◆ **PROBLEMS TO WORK ON**:
[1] Tell whether each statement below agrees with the JEST article. Answer yes or no for each, and quote the exact words of the article that settle it.
(a) The JEST method needs up to 13 times fewer iterations than state-of-the-art models.
(b) Microsoft's water consumption reportedly rose by 43% from 2021 to 2022.
(c) OpenAI researchers unveiled the new training method.
[2] Quote the JEST article word for word from "Google’s DeepMind researchers" up to and including "the study said.".

◆ **SOURCE PASSAGE**:
The so-called JEST approach is up to 13 times faster and 10 times more efficient—which could mean lower energy demands.
Google’s DeepMind researchers have unveiled a new method to accelerate AI training, significantly reducing the computational resources and time needed to do the work. This new approach to the typically energy-intensive process could make AI development both faster and cheaper, according to a recent research paper—and that could be good news for the environment.
“Our approach—multimodal contrastive learning with joint example selection (JEST)—surpasses state-of-the-art models with up to 13 times fewer iterations and 10 times less computation,” the study said.
The AI industry is known for its high energy consumption. Large-scale AI systems like ChatGPT require major processing power, which in turn demands a lot of energy and water for cooling these systems. Microsoft’s water consumption, for example, reportedly spiked by 34% from 2021 to 2022 due to increased AI computing demands, with ChatGPT accused of consuming nearly half a liter of water every 5 to 50 prompts.

◆ **LISTED ENTRIES**:
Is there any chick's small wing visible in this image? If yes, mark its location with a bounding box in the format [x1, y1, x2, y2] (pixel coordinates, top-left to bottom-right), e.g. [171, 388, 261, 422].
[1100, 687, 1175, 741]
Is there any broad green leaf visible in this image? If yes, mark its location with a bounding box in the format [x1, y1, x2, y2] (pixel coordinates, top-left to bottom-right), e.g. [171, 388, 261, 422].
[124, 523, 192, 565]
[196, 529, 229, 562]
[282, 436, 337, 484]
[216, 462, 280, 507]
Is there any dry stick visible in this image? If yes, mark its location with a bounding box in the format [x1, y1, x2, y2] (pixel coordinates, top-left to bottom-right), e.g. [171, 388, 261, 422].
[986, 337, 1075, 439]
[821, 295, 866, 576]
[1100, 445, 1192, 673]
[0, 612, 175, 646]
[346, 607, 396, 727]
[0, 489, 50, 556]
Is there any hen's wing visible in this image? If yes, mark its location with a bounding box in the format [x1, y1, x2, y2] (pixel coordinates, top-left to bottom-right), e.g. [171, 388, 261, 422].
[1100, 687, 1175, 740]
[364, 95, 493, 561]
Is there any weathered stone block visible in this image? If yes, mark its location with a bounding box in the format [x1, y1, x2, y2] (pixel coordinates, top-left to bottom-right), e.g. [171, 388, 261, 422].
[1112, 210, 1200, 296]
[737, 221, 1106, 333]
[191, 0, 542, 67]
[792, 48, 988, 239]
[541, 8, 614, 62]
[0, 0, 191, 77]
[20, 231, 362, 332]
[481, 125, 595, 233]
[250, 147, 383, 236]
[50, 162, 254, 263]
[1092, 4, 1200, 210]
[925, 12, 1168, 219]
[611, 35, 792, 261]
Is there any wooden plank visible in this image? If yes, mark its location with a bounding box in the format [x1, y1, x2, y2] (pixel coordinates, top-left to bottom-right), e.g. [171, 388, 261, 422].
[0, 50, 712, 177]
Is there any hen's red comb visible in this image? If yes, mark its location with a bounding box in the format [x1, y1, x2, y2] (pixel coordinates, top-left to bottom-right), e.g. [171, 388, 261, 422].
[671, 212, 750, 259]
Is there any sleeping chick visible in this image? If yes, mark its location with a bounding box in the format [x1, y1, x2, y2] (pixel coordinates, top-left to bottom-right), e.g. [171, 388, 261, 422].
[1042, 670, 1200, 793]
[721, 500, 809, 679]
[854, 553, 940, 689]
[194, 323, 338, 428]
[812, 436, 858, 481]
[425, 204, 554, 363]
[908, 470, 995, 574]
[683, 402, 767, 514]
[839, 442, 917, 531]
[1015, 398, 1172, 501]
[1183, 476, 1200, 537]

◆ **ANSWERS BY ITEM**:
[1]
(a) Yes: "surpasses state-of-the-art models with up to 13 times fewer iterations and 10 times less computation"
(b) No: "Microsoft’s water consumption, for example, reportedly spiked by 34% from 2021 to 2022"
(c) No: "Google’s DeepMind researchers have unveiled a new method to accelerate AI training"

[2]
Google’s DeepMind researchers have unveiled a new method to accelerate AI training, significantly reducing the computational resources and time needed to do the work. This new approach to the typically energy-intensive process could make AI development both faster and cheaper, according to a recent research paper—and that could be good news for the environment.
“Our approach—multimodal contrastive learning with joint example selection (JEST)—surpasses state-of-the-art models with up to 13 times fewer iterations and 10 times less computation,” the study said.